▶ **TASK STATEMENT**
Every line containing the string "marble" should be returned from the records.

Dataset entries:
━━━━━━━━━━━━━━━━━━━━

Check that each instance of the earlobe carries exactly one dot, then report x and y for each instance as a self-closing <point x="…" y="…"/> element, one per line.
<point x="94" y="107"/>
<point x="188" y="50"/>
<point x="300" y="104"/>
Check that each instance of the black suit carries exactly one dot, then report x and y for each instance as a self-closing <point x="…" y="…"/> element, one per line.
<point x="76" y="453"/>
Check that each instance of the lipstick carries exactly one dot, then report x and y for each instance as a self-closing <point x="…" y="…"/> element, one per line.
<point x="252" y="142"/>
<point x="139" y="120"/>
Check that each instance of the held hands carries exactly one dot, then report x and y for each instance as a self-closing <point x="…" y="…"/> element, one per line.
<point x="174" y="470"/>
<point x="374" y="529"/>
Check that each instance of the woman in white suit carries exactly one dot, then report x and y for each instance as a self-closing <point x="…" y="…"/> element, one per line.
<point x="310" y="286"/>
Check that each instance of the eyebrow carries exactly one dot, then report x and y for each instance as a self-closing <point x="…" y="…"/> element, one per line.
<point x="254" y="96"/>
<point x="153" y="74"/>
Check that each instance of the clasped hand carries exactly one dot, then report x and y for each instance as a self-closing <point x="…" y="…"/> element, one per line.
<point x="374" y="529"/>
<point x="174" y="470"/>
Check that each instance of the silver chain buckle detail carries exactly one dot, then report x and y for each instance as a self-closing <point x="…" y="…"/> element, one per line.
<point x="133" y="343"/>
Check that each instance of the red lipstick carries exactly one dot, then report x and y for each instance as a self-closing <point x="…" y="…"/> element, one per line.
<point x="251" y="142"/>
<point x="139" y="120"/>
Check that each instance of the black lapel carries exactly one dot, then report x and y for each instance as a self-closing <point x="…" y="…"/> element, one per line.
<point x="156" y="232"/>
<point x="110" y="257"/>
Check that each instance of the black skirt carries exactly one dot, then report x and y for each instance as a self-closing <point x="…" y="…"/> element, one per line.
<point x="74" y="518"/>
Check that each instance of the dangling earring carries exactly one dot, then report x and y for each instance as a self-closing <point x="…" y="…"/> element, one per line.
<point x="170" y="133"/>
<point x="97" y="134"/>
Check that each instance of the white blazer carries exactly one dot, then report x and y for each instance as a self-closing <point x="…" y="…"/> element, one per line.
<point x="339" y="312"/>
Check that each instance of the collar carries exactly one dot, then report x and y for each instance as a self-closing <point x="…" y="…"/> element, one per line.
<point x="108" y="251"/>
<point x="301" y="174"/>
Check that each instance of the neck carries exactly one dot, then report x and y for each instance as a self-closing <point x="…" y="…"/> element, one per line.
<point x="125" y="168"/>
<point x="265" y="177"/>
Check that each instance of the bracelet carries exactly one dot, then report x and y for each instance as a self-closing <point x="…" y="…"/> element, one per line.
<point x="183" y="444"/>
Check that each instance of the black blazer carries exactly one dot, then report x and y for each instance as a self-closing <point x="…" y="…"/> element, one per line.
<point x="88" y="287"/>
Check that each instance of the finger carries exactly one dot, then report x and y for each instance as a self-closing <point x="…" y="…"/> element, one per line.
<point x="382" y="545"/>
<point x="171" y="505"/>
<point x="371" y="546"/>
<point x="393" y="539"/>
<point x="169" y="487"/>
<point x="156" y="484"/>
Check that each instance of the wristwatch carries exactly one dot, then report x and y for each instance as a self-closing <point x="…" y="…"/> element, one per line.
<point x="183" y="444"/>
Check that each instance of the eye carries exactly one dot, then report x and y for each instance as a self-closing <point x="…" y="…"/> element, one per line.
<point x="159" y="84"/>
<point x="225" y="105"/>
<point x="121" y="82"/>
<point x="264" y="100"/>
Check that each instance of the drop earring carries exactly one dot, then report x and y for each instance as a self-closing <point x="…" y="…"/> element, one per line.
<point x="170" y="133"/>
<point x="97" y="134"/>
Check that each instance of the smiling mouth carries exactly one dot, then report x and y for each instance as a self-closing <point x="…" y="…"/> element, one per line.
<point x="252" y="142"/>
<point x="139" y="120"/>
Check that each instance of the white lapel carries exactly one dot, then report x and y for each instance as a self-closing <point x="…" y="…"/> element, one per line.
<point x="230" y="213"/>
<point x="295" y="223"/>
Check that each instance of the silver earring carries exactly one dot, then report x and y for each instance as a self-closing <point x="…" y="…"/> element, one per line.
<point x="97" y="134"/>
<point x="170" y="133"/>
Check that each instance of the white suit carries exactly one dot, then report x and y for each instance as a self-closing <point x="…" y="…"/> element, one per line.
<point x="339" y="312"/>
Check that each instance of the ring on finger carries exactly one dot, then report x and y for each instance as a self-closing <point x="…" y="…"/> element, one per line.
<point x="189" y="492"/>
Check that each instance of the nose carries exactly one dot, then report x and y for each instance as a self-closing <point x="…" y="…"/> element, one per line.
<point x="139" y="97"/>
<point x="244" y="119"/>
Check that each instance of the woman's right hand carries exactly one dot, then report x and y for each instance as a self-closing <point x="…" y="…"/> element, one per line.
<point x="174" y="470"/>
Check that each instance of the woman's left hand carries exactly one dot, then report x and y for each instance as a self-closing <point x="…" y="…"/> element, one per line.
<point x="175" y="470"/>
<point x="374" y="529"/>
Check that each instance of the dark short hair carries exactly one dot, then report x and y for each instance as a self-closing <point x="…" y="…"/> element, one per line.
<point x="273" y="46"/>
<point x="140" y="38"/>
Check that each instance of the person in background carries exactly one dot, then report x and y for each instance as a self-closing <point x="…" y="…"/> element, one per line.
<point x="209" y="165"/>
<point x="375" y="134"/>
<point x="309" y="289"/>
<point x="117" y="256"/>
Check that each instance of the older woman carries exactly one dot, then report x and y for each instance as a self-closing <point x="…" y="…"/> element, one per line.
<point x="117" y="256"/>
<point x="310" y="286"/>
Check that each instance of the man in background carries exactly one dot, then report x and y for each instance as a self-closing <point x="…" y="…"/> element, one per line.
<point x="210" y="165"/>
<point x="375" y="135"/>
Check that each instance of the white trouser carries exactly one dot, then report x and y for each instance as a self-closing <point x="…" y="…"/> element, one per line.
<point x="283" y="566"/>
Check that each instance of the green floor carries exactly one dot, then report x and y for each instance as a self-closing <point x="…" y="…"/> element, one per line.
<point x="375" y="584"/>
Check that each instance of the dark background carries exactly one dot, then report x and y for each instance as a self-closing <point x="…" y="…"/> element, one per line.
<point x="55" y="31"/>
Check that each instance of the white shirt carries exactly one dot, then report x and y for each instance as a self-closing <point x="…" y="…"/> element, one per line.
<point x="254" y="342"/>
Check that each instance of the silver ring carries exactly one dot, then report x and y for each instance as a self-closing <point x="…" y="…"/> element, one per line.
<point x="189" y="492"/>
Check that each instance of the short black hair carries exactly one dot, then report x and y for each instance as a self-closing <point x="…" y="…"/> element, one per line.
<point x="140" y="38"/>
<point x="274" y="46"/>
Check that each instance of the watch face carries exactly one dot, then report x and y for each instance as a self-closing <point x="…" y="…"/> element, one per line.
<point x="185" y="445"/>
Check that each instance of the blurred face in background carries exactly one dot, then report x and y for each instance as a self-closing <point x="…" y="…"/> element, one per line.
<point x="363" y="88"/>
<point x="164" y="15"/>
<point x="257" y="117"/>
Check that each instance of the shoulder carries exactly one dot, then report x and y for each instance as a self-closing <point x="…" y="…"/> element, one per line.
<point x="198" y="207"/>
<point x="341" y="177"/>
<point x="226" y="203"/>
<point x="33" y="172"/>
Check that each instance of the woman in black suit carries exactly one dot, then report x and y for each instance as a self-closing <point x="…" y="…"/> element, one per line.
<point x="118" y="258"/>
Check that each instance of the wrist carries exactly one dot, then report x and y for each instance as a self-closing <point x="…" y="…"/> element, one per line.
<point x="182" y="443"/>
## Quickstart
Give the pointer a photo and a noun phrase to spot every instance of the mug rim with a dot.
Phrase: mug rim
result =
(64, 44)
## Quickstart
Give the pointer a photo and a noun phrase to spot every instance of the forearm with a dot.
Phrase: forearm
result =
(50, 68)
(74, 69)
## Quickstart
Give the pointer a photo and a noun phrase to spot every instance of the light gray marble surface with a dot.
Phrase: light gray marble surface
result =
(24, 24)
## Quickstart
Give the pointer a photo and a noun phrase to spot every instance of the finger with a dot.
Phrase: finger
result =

━━━━━━━━━━━━━━━━━━━━

▶ **ANSWER BOX**
Give the pointer a photo and a noun phrase to spot every instance of the light gray marble surface with a dot.
Phrase: light gray marble surface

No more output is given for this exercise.